__Stated problem__:
All entries must be repeated exactly; do not include the pictures.

Dataset records about object locations:
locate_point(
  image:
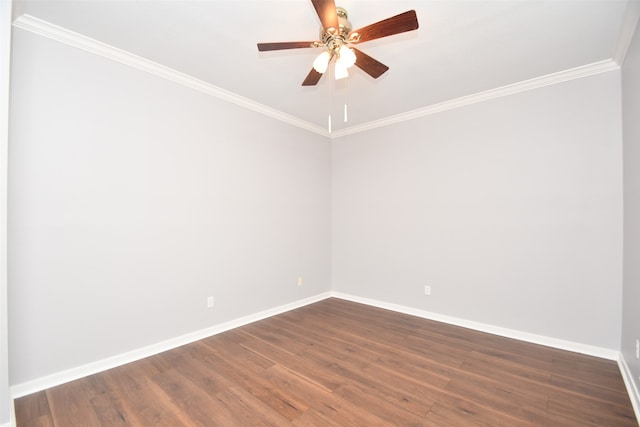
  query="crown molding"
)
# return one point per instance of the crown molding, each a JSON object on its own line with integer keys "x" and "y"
{"x": 627, "y": 30}
{"x": 63, "y": 35}
{"x": 512, "y": 89}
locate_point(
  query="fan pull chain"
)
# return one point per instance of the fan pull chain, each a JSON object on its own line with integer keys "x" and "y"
{"x": 345, "y": 101}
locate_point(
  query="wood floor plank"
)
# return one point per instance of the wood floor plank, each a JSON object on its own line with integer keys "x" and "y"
{"x": 34, "y": 409}
{"x": 70, "y": 405}
{"x": 339, "y": 363}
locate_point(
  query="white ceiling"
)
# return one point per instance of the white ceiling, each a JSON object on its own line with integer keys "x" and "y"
{"x": 461, "y": 48}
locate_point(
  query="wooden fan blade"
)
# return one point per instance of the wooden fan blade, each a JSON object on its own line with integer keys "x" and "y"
{"x": 326, "y": 10}
{"x": 369, "y": 65}
{"x": 406, "y": 21}
{"x": 312, "y": 78}
{"x": 262, "y": 47}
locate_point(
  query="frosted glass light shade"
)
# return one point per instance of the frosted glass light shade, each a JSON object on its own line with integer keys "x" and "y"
{"x": 347, "y": 56}
{"x": 341, "y": 71}
{"x": 321, "y": 63}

__Answer for this exercise__:
locate_point(
  image:
  query="crown molding"
)
# return one point per instance of the crown molding, each a JSON object on its own line with integer keys "x" and "y"
{"x": 627, "y": 30}
{"x": 63, "y": 35}
{"x": 512, "y": 89}
locate_point(
  query="fan pull chain"
)
# return one point per instance of the fan pull chain, each a JSON object on its own line with integer keys "x" and "y"
{"x": 345, "y": 101}
locate_point(
  query="wood floor plank"
)
# return one point per instance of the wood floor plank, each a JSON object on its own line with integer keys "x" and "y"
{"x": 34, "y": 409}
{"x": 70, "y": 405}
{"x": 339, "y": 363}
locate_point(
  query="white ceiling"
)
# return one point per instance of the white ceiling, each a JSON object on its own line with integer keys "x" and "y"
{"x": 461, "y": 48}
locate_point(
  query="wooden fan blade"
)
# return one point per instance of the wooden fan blade, each a JSON object on its own line with integer keys "x" and "y"
{"x": 326, "y": 10}
{"x": 369, "y": 65}
{"x": 406, "y": 21}
{"x": 312, "y": 78}
{"x": 262, "y": 47}
locate_point(
  query="frosted glass light shade"
)
# return one point per instance of the frosted glass light shade, each a JSON object on its own line with integer keys "x" and "y"
{"x": 347, "y": 56}
{"x": 341, "y": 71}
{"x": 321, "y": 63}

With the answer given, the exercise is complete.